• **Data shown**
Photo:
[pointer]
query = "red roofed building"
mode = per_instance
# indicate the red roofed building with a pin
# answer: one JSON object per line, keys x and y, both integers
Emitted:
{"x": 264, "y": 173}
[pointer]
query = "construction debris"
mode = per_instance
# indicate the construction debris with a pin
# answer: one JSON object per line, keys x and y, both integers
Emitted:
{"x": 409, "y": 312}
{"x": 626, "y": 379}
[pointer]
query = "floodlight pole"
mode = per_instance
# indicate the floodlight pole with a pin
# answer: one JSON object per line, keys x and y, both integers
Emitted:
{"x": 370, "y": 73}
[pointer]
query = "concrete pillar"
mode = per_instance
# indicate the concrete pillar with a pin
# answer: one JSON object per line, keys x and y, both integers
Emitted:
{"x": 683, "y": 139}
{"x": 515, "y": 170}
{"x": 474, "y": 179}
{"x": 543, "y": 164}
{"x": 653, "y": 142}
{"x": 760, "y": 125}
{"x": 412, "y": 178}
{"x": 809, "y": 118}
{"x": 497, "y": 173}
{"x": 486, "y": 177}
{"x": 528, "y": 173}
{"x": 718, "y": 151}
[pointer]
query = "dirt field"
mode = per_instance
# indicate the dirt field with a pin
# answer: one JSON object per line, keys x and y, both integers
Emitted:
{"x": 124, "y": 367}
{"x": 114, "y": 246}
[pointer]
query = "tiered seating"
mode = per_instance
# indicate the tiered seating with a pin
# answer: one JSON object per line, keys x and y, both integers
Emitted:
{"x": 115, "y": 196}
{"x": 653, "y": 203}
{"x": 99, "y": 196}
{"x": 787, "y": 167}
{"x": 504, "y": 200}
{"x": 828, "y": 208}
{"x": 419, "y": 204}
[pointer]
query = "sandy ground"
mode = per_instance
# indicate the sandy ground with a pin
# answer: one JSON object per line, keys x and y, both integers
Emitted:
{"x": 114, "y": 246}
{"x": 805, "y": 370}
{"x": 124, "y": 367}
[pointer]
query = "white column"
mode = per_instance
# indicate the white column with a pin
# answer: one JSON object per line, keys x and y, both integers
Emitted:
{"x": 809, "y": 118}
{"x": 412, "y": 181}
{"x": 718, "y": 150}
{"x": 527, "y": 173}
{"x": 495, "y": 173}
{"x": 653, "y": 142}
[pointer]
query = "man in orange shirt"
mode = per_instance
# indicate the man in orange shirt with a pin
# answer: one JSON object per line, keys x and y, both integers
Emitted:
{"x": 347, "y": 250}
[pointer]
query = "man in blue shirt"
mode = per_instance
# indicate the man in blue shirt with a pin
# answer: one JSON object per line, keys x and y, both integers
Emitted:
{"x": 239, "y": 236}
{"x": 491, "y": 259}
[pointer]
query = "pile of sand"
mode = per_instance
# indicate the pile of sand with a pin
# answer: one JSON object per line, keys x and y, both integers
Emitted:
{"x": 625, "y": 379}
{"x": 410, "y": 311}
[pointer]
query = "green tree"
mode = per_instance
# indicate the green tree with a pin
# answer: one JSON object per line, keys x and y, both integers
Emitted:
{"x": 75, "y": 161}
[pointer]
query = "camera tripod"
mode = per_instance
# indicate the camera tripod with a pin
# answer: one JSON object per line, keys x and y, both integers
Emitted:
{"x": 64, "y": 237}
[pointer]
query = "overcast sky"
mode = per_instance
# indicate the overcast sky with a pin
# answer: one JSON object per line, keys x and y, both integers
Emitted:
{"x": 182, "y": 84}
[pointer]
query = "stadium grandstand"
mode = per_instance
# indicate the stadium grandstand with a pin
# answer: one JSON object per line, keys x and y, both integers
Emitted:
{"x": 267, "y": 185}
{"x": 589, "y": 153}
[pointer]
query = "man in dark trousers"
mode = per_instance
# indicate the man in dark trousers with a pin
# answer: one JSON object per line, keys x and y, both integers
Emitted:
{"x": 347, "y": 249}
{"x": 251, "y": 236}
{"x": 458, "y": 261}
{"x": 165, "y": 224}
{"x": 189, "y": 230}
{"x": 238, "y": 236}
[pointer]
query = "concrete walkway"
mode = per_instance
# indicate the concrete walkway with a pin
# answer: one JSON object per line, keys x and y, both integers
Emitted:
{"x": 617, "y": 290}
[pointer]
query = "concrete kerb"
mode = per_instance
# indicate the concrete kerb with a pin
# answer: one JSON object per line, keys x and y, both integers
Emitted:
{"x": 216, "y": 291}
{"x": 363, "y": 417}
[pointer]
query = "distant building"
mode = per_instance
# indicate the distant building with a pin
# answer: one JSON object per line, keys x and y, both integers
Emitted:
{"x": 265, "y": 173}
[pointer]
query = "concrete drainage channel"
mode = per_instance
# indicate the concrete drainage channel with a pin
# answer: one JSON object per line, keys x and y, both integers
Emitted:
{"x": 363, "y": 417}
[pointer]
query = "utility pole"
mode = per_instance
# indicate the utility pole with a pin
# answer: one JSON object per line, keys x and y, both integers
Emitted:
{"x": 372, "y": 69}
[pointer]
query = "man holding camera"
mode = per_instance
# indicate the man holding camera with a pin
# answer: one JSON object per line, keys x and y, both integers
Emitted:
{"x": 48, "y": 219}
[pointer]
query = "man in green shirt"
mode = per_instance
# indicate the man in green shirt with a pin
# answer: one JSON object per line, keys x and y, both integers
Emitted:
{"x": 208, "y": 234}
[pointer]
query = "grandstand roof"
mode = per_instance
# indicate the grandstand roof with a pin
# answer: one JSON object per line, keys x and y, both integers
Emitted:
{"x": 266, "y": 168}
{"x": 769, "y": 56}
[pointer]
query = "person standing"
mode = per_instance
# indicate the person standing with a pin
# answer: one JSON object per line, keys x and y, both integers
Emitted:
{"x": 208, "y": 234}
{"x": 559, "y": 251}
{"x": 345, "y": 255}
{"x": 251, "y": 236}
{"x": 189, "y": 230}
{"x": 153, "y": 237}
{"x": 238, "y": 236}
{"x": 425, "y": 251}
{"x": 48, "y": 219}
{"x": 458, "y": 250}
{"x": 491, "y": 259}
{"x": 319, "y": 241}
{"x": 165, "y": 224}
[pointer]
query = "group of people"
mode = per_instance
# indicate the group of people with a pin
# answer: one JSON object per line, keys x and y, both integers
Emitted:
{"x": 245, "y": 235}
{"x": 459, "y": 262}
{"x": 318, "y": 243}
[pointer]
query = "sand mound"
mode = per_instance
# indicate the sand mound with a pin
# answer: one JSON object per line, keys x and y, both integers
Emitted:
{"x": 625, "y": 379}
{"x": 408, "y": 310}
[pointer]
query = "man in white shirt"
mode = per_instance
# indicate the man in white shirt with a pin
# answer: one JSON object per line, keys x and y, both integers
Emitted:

• **Do this**
Identify every line in the rows above that contains the string "tree", treating uppercase and lowercase as different, and copy each such line.

• **Solution to this problem**
query = "green tree"
# indicate the green tree with a pin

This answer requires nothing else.